WHAT THE TASK ASKS:
Turn everything in the entries below, from the line containing "rippling water in the photo above." down to the line containing "(1173, 855)", into a numbered list with blank lines dropped.
· · · ·
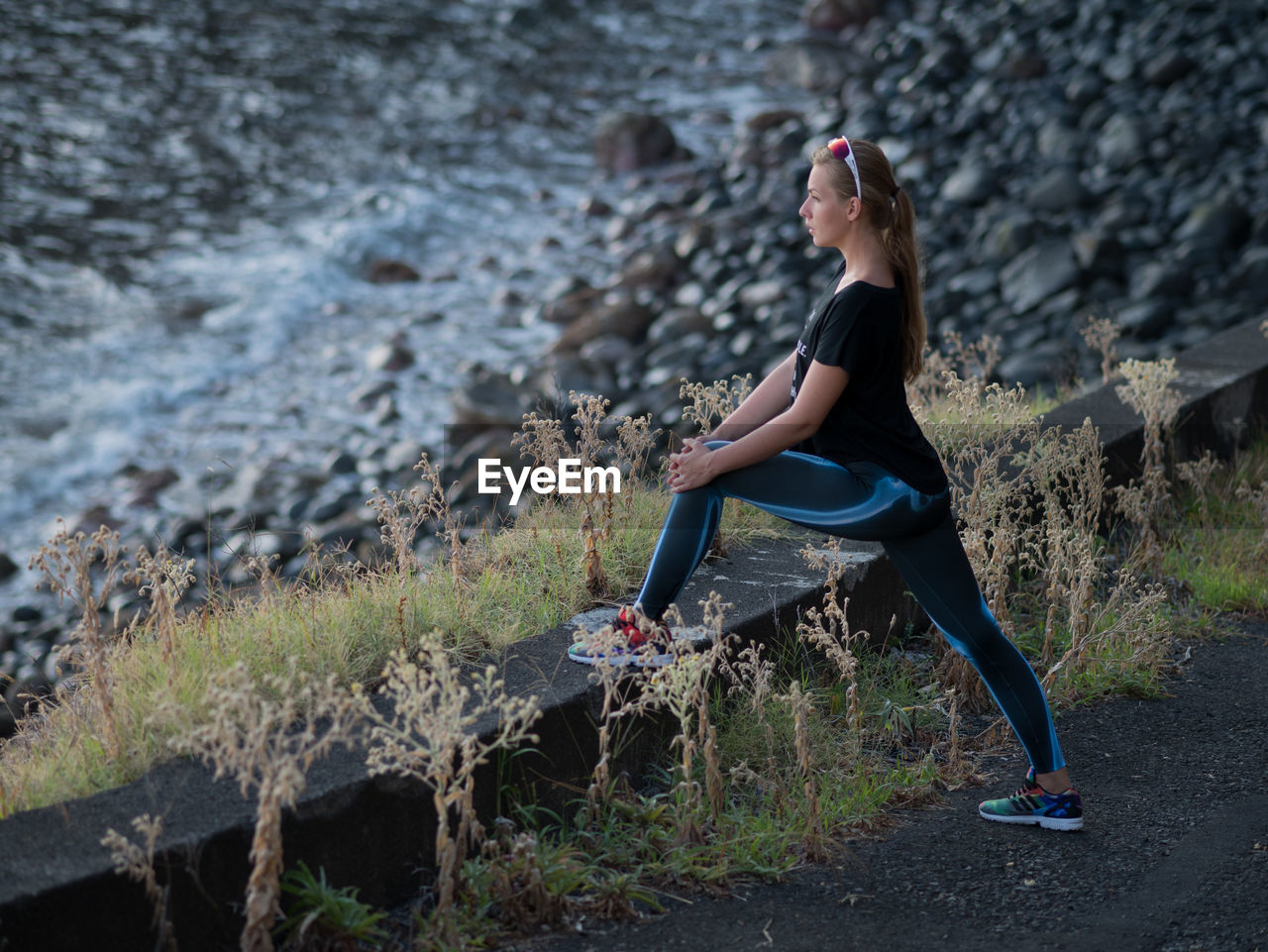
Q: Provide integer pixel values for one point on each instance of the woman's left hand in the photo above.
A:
(688, 468)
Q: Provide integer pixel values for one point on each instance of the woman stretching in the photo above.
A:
(828, 441)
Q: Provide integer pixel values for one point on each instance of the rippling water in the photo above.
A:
(193, 193)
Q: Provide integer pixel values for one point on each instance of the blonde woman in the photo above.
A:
(828, 441)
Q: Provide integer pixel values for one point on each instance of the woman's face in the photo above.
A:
(825, 214)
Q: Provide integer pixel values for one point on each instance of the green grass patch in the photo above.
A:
(511, 584)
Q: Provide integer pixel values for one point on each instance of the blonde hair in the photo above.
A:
(891, 212)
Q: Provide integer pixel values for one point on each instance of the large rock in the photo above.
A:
(834, 15)
(630, 141)
(972, 184)
(1121, 144)
(624, 318)
(1215, 226)
(1059, 190)
(1037, 274)
(810, 64)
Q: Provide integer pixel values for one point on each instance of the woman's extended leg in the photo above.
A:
(863, 502)
(936, 568)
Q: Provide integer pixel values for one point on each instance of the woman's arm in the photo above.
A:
(696, 466)
(769, 399)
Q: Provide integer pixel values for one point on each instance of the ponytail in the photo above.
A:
(903, 254)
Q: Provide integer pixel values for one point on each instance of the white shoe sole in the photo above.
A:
(1049, 823)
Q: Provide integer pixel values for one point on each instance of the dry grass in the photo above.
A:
(769, 767)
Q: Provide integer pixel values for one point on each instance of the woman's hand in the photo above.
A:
(688, 467)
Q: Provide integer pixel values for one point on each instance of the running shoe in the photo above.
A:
(628, 644)
(1032, 803)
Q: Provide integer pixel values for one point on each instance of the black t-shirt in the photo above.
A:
(859, 330)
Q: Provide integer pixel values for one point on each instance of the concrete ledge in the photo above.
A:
(57, 888)
(1223, 392)
(58, 892)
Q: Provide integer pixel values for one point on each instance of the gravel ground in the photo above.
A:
(1173, 855)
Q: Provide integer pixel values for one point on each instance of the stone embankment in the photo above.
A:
(378, 833)
(1067, 161)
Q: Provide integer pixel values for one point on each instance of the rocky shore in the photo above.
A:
(1067, 161)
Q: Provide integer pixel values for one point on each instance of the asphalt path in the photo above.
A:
(1173, 856)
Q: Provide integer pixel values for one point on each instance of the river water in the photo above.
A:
(193, 194)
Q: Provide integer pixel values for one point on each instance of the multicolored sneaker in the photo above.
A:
(628, 644)
(1032, 803)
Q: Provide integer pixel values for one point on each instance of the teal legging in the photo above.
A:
(865, 502)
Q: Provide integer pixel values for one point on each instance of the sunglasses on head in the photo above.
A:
(840, 149)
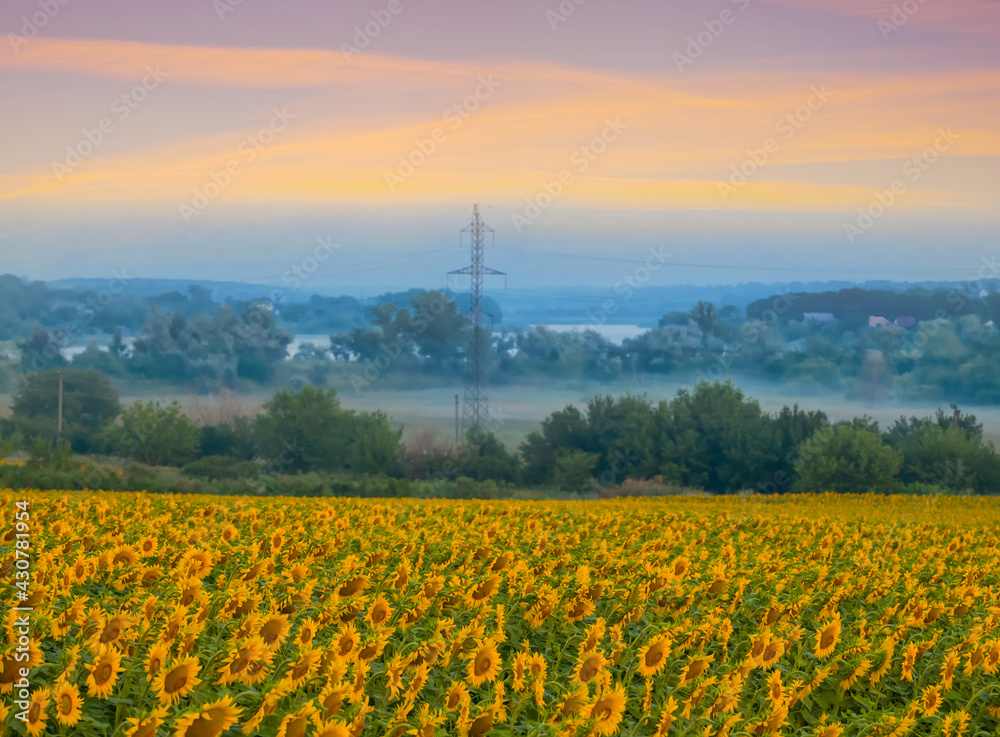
· · · ·
RESPONSE TO THIS TASK:
1. Q: Provide integer pixel values for one point on each instance of the rippling water in the photo above.
2. A:
3. (193, 193)
4. Q: Provide integer pixel values for one point on each instance of the blonde woman in the photo above.
5. A:
6. (828, 441)
7. Q: Provide integer pixel values for one point on each instance of the woman's face in the photo above.
8. A:
9. (825, 214)
10. Q: Provide integer pixel values for one point on each instance of the green grass patch in the photo above.
11. A:
12. (511, 584)
13. Q: Provide integer pixel values for one point on each instance of the blonde hair in the photo above.
14. A:
15. (891, 212)
16. Q: Provide integer pixel values for one point on each instance of the large rock in the photo above.
17. A:
18. (834, 15)
19. (630, 141)
20. (972, 184)
21. (1121, 144)
22. (624, 318)
23. (1215, 226)
24. (1059, 190)
25. (1037, 274)
26. (810, 64)
27. Q: Provide integer pixel values for one point on each instance of the woman's extended leg in the photo above.
28. A:
29. (863, 502)
30. (936, 568)
31. Q: Provide integer pixel values for one point on each instance of the woman's arm in the photo above.
32. A:
33. (696, 466)
34. (769, 399)
35. Q: Provide integer pixel values for one point on each instance of the ponytail in the photo above.
36. A:
37. (903, 254)
38. Q: Provide integer pixel values for one point on each instance of the white shoe sole in the photo above.
39. A:
40. (1049, 823)
41. Q: Provide integer pixel values for one point on each instance of the dry grass in the photo above.
42. A:
43. (769, 767)
44. Q: Provide integer pixel values for one point on each instance of the woman's hand in the photo above.
45. A:
46. (688, 467)
47. Q: Provide integer pixel values for one point on each instance of the running shoe in the photo above.
48. A:
49. (628, 644)
50. (1032, 803)
51. Q: Provide integer pixel values for one point on each instance of the black t-shirt in the photo above.
52. A:
53. (859, 330)
54. Q: Provide integer pixel values for one point on each instance of the concrete ledge in the photo above.
55. A:
56. (57, 888)
57. (1223, 392)
58. (58, 892)
59. Q: Provide integer pixel values for one point on each instance of the gravel ground in the photo above.
60. A:
61. (1173, 855)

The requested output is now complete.